### Entries shown

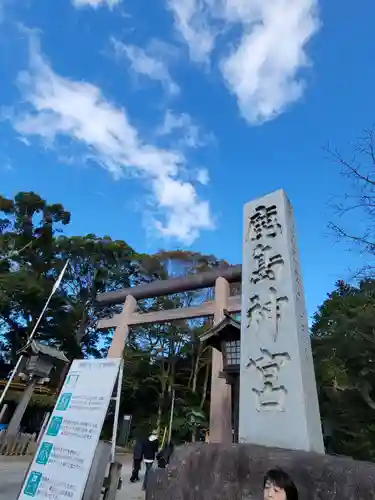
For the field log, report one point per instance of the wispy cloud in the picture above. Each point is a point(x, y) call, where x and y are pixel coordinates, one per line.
point(193, 23)
point(96, 3)
point(183, 127)
point(150, 62)
point(58, 106)
point(263, 69)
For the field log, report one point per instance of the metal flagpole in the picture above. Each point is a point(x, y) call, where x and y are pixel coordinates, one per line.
point(117, 411)
point(32, 334)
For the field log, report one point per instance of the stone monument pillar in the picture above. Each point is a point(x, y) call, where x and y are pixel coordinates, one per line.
point(278, 397)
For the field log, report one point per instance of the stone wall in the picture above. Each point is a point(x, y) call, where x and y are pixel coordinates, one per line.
point(235, 472)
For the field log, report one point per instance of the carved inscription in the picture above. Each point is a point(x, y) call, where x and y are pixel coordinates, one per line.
point(269, 310)
point(264, 228)
point(263, 223)
point(272, 395)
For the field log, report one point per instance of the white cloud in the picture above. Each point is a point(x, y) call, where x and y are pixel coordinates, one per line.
point(262, 69)
point(183, 126)
point(96, 3)
point(58, 106)
point(192, 22)
point(151, 63)
point(203, 177)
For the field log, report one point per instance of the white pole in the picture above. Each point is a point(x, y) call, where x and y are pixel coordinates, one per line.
point(171, 417)
point(32, 334)
point(117, 411)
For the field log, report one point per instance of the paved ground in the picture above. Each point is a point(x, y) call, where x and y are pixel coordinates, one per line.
point(12, 472)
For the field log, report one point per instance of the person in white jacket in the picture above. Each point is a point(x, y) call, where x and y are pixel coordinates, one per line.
point(150, 449)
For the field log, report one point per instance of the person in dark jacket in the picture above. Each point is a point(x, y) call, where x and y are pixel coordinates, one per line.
point(137, 460)
point(164, 456)
point(150, 449)
point(278, 485)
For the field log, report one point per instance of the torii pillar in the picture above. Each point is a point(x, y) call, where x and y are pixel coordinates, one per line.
point(221, 402)
point(221, 398)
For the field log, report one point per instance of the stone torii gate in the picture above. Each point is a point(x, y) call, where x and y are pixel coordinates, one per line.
point(278, 402)
point(220, 407)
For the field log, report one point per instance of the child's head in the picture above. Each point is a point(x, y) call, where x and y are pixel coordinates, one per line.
point(278, 485)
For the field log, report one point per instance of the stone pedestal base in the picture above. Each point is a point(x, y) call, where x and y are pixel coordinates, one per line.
point(235, 472)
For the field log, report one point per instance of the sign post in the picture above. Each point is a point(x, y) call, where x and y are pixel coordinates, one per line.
point(62, 462)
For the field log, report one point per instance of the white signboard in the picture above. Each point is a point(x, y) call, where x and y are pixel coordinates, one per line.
point(63, 459)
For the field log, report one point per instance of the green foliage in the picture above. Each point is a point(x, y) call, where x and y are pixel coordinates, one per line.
point(343, 336)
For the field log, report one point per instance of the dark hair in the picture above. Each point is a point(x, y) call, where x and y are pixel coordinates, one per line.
point(282, 480)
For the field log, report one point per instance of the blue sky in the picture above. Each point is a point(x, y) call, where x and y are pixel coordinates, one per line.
point(155, 121)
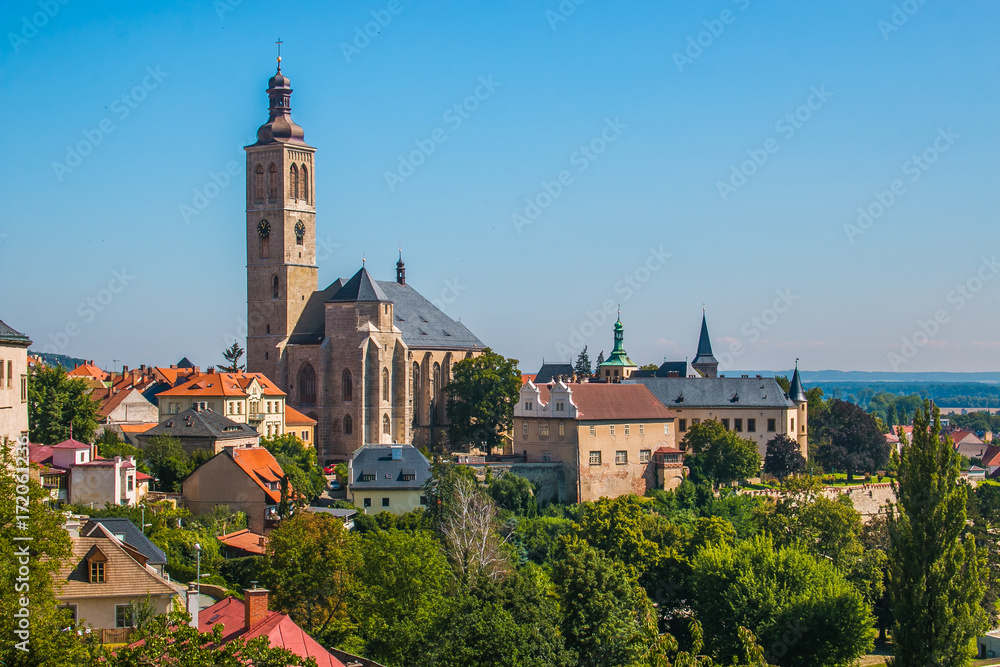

######

▶ **What the task asks**
Quote everything in the listing from its start down to and including the line that contains "point(263, 69)", leaving out the pictures.

▶ **Exercise answer**
For the field log, report one point per instance of the wispy cloud in the picture above. Each point is a point(x, y) call, where x and y are pixel coordinates, one per line.
point(193, 23)
point(96, 3)
point(183, 127)
point(150, 62)
point(58, 106)
point(263, 69)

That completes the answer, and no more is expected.